ISTRUZIONI DEL COMPITO: Secondo il brano sulla criptoarte, per quale cifra Christie's ha battuto l'opera di Beeple Everydays-The first 5000 days?

BRANO DI TESTO:
-.-.-

Una casa d’aste con quasi 250 anni di storia come Christie’s, nel corso del 2021, ha venduto opere d’arte cristallizzate in Non fungibile token (Nft) per 150 milioni di dollari. E il caso di cui tutti parlano è l’artista Beeple (il 40enne americano Mike Winkelmann), che proprio da Christie’s, l’11 marzo 2021, ha visto battere la sua opera di criptoarte Everydays-The first 5000 days (un file che rappresenta un enorme collage di immagini) alla strabiliante cifra di 69 milioni di dollari (partendo da una base d’asta di 100 dollari), toccando poi i 29,8 milioni di dollari, in novembre, con Human One (un file che rappresenta una sorta di grande teca con quattro schermi interconnessi e un astronauta che cammina attraverso paesaggi in continua evoluzione). Sempre un’opera di Beeple, l’animazione digitale Crossroads, che un acquirente aveva comprato nell’ottobre 2020 a 66 mila dollari, è stata rivenduta in marzo per 6,6 milioni di dollari.
Numeri da capogiro, che potrebbero dare alla testa. Ma per capire bene l’esplosione della criptoarte e delle opere d’arte digitali cristallizzate in Nft è interessante dare una occhiata al contesto in cui tutto ciò sta avvenendo. Da un lato, oltre alle tradizionali forme espressive della pittura e della scultura, nelle mostre osserviamo da molti anni opere in video arte, arte digitale, tutte modalità che però, nella pratica quotidiana, fanno fatica a trovare un mercato e ad assicurare una fonte di reddito sicura per gli artisti.
Con la nascita delle blockchain e delle criptomonete, la cultura della decentralizzazione e della dematerializzazione ha creato un contesto perfetto per dematerializzare pure l’arte.
Sono arrivate piattaforme specializzate nella vendita di Nft:
Allora, come spiega l’artista Federico Clapis, la digital art, il 3D modeling, l’animazione, ovvero tutta roba che nei mercati di arte tradizionale aveva poca commercializzazione e non monetizzava molto, ha trovato una nuova strada. Al momento i collezionisti di criptoarte sono persone già immerse nella blockchain, nel processo di decentralizzazione, smanettoni che magari hanno fatto i soldi con le criptovalute, in grado di capire il valore di una proprietà digitale. Hanno una cultura digitale, conservano il token, lo possono rivendere nel tempo, a volte lo considerano un mero investimento su cui fare trading, altre, invece, si affezionano all’opera in Nft e la espongono nelle gallerie d’arte o negli spazi che si stanno già costruendo nei mondi virtuali. Mondi dove stanno comprando terreni, appezzamenti, tutto attraverso blockchain e criptovalute, e in cui si fanno vanto dei loro Nft d’arte.

-.-.-

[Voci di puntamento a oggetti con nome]
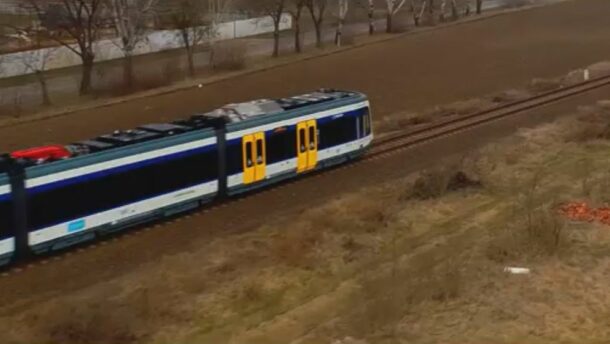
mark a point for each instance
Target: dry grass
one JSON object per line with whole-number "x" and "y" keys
{"x": 428, "y": 267}
{"x": 592, "y": 123}
{"x": 437, "y": 181}
{"x": 229, "y": 56}
{"x": 539, "y": 85}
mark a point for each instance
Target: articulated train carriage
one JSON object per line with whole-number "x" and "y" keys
{"x": 55, "y": 196}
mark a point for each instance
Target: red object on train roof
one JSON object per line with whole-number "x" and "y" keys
{"x": 52, "y": 152}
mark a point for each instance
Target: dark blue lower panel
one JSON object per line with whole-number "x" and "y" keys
{"x": 158, "y": 214}
{"x": 5, "y": 259}
{"x": 93, "y": 233}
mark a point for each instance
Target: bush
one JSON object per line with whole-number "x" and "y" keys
{"x": 229, "y": 56}
{"x": 591, "y": 125}
{"x": 540, "y": 233}
{"x": 436, "y": 182}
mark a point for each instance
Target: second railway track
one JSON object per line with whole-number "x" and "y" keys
{"x": 440, "y": 128}
{"x": 395, "y": 142}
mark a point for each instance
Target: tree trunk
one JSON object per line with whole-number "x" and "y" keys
{"x": 190, "y": 59}
{"x": 128, "y": 70}
{"x": 339, "y": 33}
{"x": 389, "y": 22}
{"x": 85, "y": 82}
{"x": 431, "y": 18}
{"x": 454, "y": 11}
{"x": 297, "y": 35}
{"x": 371, "y": 19}
{"x": 44, "y": 89}
{"x": 318, "y": 26}
{"x": 276, "y": 41}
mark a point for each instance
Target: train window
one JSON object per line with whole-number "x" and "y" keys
{"x": 234, "y": 158}
{"x": 302, "y": 141}
{"x": 312, "y": 138}
{"x": 280, "y": 145}
{"x": 107, "y": 191}
{"x": 249, "y": 161}
{"x": 367, "y": 122}
{"x": 337, "y": 131}
{"x": 6, "y": 216}
{"x": 259, "y": 152}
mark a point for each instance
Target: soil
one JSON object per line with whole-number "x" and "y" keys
{"x": 525, "y": 45}
{"x": 409, "y": 73}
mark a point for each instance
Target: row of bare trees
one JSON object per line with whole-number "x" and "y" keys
{"x": 79, "y": 24}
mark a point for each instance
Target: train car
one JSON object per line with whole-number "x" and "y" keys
{"x": 52, "y": 197}
{"x": 7, "y": 239}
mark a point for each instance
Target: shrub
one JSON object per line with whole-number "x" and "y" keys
{"x": 434, "y": 183}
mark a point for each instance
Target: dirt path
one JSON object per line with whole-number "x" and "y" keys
{"x": 408, "y": 73}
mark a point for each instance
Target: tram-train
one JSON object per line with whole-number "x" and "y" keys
{"x": 52, "y": 197}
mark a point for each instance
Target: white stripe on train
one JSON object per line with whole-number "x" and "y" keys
{"x": 125, "y": 212}
{"x": 106, "y": 165}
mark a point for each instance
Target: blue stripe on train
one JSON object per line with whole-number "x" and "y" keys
{"x": 73, "y": 222}
{"x": 119, "y": 169}
{"x": 5, "y": 197}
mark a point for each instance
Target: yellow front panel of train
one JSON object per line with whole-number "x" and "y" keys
{"x": 312, "y": 147}
{"x": 302, "y": 154}
{"x": 261, "y": 158}
{"x": 248, "y": 159}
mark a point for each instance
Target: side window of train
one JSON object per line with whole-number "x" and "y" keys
{"x": 302, "y": 141}
{"x": 249, "y": 161}
{"x": 281, "y": 145}
{"x": 6, "y": 217}
{"x": 367, "y": 122}
{"x": 259, "y": 152}
{"x": 49, "y": 206}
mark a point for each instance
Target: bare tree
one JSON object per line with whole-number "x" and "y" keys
{"x": 129, "y": 17}
{"x": 216, "y": 11}
{"x": 454, "y": 11}
{"x": 342, "y": 8}
{"x": 274, "y": 9}
{"x": 78, "y": 24}
{"x": 295, "y": 8}
{"x": 317, "y": 9}
{"x": 35, "y": 61}
{"x": 431, "y": 18}
{"x": 418, "y": 13}
{"x": 189, "y": 19}
{"x": 393, "y": 6}
{"x": 371, "y": 15}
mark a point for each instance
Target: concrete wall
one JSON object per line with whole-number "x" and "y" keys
{"x": 109, "y": 49}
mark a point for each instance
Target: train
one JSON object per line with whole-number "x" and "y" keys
{"x": 55, "y": 196}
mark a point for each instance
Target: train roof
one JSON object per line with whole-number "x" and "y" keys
{"x": 245, "y": 113}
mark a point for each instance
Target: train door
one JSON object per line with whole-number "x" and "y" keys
{"x": 302, "y": 147}
{"x": 307, "y": 145}
{"x": 254, "y": 159}
{"x": 312, "y": 139}
{"x": 260, "y": 156}
{"x": 248, "y": 159}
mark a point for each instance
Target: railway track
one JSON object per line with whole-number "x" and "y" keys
{"x": 441, "y": 128}
{"x": 380, "y": 148}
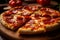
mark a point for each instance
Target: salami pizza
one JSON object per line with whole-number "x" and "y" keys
{"x": 31, "y": 19}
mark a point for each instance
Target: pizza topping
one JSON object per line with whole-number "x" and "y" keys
{"x": 20, "y": 19}
{"x": 32, "y": 8}
{"x": 14, "y": 3}
{"x": 14, "y": 11}
{"x": 26, "y": 12}
{"x": 8, "y": 13}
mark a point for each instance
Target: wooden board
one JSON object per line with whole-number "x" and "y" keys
{"x": 16, "y": 36}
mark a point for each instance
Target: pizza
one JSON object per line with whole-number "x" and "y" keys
{"x": 31, "y": 19}
{"x": 16, "y": 17}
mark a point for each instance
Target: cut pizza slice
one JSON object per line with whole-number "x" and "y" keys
{"x": 13, "y": 21}
{"x": 32, "y": 27}
{"x": 39, "y": 24}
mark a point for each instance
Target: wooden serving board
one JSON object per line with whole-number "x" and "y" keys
{"x": 16, "y": 35}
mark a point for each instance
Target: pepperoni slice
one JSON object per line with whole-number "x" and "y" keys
{"x": 8, "y": 13}
{"x": 47, "y": 21}
{"x": 31, "y": 8}
{"x": 20, "y": 20}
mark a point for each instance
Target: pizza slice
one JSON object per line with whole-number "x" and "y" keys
{"x": 39, "y": 24}
{"x": 11, "y": 20}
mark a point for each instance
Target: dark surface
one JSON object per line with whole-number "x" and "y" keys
{"x": 54, "y": 35}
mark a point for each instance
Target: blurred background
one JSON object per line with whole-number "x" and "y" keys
{"x": 57, "y": 7}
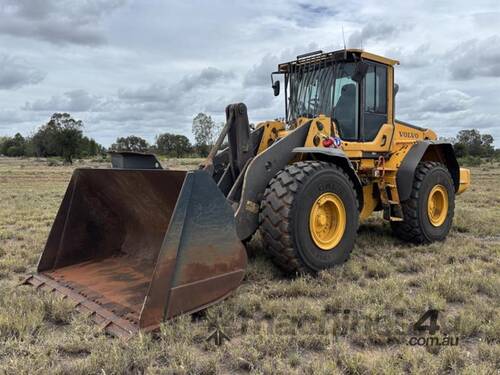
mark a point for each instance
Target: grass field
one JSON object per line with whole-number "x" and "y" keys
{"x": 353, "y": 319}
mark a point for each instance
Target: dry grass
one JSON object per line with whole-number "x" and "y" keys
{"x": 277, "y": 324}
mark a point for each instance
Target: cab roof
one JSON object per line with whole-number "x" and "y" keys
{"x": 334, "y": 56}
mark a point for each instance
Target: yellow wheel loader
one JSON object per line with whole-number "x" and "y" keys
{"x": 135, "y": 245}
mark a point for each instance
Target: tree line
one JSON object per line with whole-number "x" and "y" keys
{"x": 205, "y": 131}
{"x": 62, "y": 136}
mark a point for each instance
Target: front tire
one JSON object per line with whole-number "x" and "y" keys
{"x": 428, "y": 213}
{"x": 309, "y": 216}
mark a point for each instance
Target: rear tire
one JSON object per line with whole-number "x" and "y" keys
{"x": 421, "y": 224}
{"x": 291, "y": 238}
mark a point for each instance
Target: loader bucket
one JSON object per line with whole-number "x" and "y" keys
{"x": 136, "y": 247}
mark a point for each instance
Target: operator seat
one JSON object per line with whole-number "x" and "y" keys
{"x": 345, "y": 112}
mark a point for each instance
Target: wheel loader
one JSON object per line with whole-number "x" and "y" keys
{"x": 135, "y": 245}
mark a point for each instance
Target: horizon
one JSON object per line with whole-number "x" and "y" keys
{"x": 128, "y": 68}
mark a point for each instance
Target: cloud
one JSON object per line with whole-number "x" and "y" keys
{"x": 260, "y": 73}
{"x": 160, "y": 61}
{"x": 16, "y": 73}
{"x": 476, "y": 58}
{"x": 57, "y": 21}
{"x": 371, "y": 32}
{"x": 71, "y": 101}
{"x": 172, "y": 94}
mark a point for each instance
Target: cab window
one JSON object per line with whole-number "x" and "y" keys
{"x": 375, "y": 100}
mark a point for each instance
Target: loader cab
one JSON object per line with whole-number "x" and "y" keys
{"x": 352, "y": 87}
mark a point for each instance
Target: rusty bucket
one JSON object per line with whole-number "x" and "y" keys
{"x": 136, "y": 247}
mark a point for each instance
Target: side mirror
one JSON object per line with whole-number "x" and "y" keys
{"x": 276, "y": 88}
{"x": 360, "y": 71}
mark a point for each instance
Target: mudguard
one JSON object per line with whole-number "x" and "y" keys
{"x": 338, "y": 156}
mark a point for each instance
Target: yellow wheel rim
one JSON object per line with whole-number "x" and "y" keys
{"x": 327, "y": 221}
{"x": 437, "y": 205}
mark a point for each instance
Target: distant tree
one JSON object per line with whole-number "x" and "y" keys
{"x": 460, "y": 150}
{"x": 473, "y": 143}
{"x": 89, "y": 147}
{"x": 130, "y": 143}
{"x": 173, "y": 144}
{"x": 69, "y": 136}
{"x": 205, "y": 132}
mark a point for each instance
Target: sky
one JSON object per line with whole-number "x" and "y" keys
{"x": 145, "y": 67}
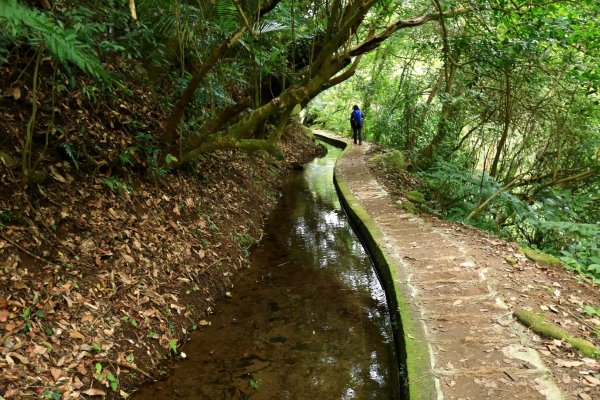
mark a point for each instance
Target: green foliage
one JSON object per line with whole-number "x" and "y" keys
{"x": 70, "y": 151}
{"x": 41, "y": 31}
{"x": 115, "y": 184}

-.-.-

RISPOSTA: 69 milioni di dollari.